-- TASKS TO COMPLETE --
(a) Reproduce the DXF laser-cutting guide word for word from "A DXF is the" to "and engrave operations.".
(b) In the guide to importing DXF files for laser cutting, decide whether each statement is true: (i) R12 DXF supports true splines; (ii) ASCII DXF is more widely read than binary; (iii) LightBurn's convention is to use colour-coded layers. Answer each with yes or no and quote the words from the guide that settle it.
(c) Write the next part of the guide on preparing DXF files for a laser cutter, starting right after its last sentence.
Start of SELECTION
A DXF is the lingua franca of laser cutting: nearly every laser controller and CAM program reads it, which is why it's the format you export when a CAD block needs to become a physical part. But importing a DXF into a laser cutter is less about the import click and more about preparing the file so the machine reads it the way you intend — closed contours, the right version, correct units, and colours that map to cut and engrave operations.

This guide works from the CAD side through to the machine. We'll cover exporting the right DXF version, closing the open contours that cause half-cut parts, getting the units right so the part comes out the size you drew, and assigning layers or colours so the laser knows what to cut, score and engrave. The example software is LightBurn and RDWorks, but the principles apply to any laser.

Step 1 — Export the right DXF version from CAD

Before the file ever reaches the laser, export it well. From AutoCAD use SAVEAS and choose an older DXF version — R12 DXF is the gold standard for laser work because it predates the complex object types that confuse simple controllers, leaving clean lines, arcs and polylines. ASCII DXF (the text default) is more widely read than binary.

R12 has no concept of true splines, so it approximates curves as short polyline segments or arcs — which lasers handle perfectly. The result is a lean, unambiguous file the cutter interprets without surprises. If your CAD or laser software offers it, R12 is almost always the right export; only step up to a newer DXF if R12 drops something you actually need.

Step 2 — Close open contours

Lasers cut along paths, and an open contour — where a shape's outline doesn't quite join up — cuts as a line that stops short instead of a closed part. This is the single most common laser-cutting problem, and it usually comes from lines that look joined on screen but have tiny gaps at the corners. Before exporting, clean the geometry: in AutoCAD use PEDIT to join segments into a single closed polyline, or use the JOIN command, and check there are no duplicate or overlapping lines (OVERKILL removes those).

A closed polyline is what you want for any shape that must be cut out fully. Overlapping or duplicate lines are just as bad the other way — the laser cuts the same path twice, scorching the edge. Spend the time closing contours in CAD and the cut comes out clean.

Step 3 — Get the units right

A part that comes out half size or double size is a units mismatch between the DXF and the laser software. The blocks here are drawn in millimetres, which suits laser work since most laser software thinks in millimetres. When you import into LightBurn, RDWorks or similar, check the import units setting and confirm the part's overall size matches what you drew — measure a known dimension in the software after import.

If the part imports at the wrong scale, the import-units setting is the fix, exactly as it is in every other CAD-to-software handoff. Some laser software offers a scale-on-import option; set it so a 100 mm edge reads as 100 mm. Confirming one known dimension after import takes seconds and saves a wasted sheet of material.

Step 4 — Assign colours or layers to operations

Laser software decides what to cut, score and engrave based on layers or line colours, so set these up so the machine knows your intent. The convention in LightBurn is colour-coded layers: put cut lines on one colour, score (light cut) lines on another, and engrave/fill areas on a third. In your CAD file, draw or move the different operations onto separate layers with distinct colours before exporting, and the laser software maps them to operations on import.
End of SELECTION
Start of EXCERPTED RECORDS
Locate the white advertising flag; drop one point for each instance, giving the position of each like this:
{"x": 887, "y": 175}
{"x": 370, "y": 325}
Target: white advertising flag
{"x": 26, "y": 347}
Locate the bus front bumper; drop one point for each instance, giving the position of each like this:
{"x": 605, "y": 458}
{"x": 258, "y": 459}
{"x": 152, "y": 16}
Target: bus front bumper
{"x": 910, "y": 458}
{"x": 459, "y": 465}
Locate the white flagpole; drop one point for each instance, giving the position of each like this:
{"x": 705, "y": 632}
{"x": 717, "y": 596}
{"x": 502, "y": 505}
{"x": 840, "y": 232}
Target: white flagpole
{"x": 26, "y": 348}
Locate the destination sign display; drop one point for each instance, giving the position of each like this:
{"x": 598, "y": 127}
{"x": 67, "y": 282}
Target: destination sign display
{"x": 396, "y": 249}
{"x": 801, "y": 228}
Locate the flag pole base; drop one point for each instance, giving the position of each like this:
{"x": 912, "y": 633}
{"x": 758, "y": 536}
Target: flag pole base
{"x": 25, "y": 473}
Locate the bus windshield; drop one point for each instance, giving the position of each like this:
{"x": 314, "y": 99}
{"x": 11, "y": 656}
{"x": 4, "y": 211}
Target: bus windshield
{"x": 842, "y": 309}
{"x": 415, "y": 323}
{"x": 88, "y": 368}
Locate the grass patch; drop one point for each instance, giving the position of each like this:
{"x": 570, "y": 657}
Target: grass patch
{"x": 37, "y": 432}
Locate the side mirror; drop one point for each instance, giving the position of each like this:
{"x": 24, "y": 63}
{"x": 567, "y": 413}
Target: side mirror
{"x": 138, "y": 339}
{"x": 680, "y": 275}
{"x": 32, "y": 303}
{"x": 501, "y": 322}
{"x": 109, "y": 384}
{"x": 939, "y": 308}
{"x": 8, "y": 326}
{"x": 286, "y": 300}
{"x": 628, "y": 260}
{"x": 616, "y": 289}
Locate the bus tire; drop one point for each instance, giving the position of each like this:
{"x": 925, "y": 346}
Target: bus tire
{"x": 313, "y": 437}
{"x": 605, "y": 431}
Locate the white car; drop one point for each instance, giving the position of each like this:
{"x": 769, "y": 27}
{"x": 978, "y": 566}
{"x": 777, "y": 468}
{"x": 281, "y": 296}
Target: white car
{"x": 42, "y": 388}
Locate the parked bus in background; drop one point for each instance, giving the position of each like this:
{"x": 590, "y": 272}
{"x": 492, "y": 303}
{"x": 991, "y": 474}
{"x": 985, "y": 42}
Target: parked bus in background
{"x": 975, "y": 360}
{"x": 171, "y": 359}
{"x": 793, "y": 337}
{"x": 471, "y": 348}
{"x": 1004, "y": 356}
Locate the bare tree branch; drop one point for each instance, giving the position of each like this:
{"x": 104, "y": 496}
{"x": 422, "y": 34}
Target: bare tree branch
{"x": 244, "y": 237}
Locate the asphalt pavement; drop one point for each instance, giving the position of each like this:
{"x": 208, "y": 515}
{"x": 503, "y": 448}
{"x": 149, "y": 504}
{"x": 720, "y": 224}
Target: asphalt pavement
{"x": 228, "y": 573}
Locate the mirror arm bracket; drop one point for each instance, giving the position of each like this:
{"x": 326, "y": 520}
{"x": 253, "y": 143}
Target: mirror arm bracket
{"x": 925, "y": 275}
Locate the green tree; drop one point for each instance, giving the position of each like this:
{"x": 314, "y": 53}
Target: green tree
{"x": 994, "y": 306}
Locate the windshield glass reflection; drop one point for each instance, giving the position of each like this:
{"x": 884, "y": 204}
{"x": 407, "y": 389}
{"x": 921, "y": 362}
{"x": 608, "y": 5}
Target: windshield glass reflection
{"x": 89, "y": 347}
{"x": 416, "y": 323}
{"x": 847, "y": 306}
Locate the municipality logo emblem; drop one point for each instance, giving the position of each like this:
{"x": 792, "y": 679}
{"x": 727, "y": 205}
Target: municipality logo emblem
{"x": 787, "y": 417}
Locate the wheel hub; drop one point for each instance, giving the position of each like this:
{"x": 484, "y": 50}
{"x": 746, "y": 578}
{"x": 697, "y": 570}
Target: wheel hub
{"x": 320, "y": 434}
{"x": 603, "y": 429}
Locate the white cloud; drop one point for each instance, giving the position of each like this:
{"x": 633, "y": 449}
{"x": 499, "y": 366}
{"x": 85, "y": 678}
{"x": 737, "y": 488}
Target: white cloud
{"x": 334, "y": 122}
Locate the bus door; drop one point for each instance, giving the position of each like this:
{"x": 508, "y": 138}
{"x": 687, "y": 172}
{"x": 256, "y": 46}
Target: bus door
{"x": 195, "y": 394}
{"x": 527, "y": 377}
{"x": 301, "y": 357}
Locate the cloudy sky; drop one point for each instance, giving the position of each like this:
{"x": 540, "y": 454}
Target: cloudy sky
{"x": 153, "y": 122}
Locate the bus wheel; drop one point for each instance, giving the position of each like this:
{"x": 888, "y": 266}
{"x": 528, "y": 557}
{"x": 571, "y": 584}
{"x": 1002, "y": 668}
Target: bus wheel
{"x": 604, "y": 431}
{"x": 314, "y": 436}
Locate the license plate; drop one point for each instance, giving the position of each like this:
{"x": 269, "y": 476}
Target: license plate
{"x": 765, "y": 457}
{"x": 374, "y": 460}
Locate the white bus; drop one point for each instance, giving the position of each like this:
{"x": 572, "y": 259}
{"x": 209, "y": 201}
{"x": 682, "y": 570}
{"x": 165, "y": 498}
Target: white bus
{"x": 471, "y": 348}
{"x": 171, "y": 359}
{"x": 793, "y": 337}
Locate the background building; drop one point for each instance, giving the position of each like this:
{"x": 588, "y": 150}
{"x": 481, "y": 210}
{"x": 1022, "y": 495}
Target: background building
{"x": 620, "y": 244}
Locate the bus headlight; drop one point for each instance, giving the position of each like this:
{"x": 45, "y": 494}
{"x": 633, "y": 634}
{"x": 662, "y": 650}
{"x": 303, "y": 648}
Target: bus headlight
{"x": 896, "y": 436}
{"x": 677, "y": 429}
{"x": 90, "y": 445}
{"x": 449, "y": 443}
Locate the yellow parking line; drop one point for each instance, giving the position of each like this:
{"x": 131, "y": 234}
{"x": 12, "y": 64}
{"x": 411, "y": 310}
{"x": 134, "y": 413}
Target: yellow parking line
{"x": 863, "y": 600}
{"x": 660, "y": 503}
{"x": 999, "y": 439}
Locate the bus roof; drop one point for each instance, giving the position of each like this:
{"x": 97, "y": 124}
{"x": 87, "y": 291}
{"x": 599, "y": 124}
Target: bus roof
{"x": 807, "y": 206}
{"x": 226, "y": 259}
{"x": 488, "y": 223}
End of EXCERPTED RECORDS
-- ANSWERS FOR THIS EXERCISE --
(a)
A DXF is the lingua franca of laser cutting: nearly every laser controller and CAM program reads it, which is why it's the format you export when a CAD block needs to become a physical part. But importing a DXF into a laser cutter is less about the import click and more about preparing the file so the machine reads it the way you intend — closed contours, the right version, correct units, and colours that map to cut and engrave operations.

(b)
(i) No: "R12 has no concept of true splines"
(ii) Yes: "ASCII DXF (the text default) is more widely read than binary."
(iii) Yes: "The convention in LightBurn is colour-coded layers"

(c)
This is how one DXF can drive a multi-step job — through-cut the outline, lightly score the fold lines, engrave the text — all in one file. Decide the colour-to-operation mapping your laser software expects and assign your CAD layers to match, so the import lands ready to assign speeds and powers rather than needing a sorting pass.

Step 5 — Import and set cut order, speed and power

Now the actual import: in LightBurn use File > Import (or just drag the DXF onto the canvas); in RDWorks use File > Import. The geometry appears on the work area, sorted into layers by colour. Assign each layer its operation (Line/cut, Fill/engrave) and set the speed and power appropriate to your material and machine — these are machine- and material-specific, so test on scrap first.

Set a sensible cut order too: engrave and score before cutting, and cut inner holes before the outer perimeter, so small pieces don't drop out and shift while the laser is still working on them. Position the part within the bed, set the origin, and send the job. With the file prepared properly in the earlier steps, this final stage is just assigning machine settings to clean, correctly-scaled, closed geometry.

Common laser-import problems and fixes

A handful of issues account for most failed cuts. Parts not cutting all the way through usually means open contours (step 2) — the laser followed a line that didn't close. Wrong size means units (step 3). Double-scorched edges mean duplicate or overlapping lines — run OVERKILL in CAD before exporting. Curves cut as jagged facets means the DXF approximated splines too coarsely; export with finer arc/polyline tolerance or use R12 with a tighter setting.

Text that won't cut is a frequent surprise: laser software can only cut outlines, so text must be converted to geometry (exploded to polylines or set as outlines) before export — true text entities have no cuttable path. Sorting these out on the CAD side, before the file reaches the machine, is always faster than fighting them at the laser.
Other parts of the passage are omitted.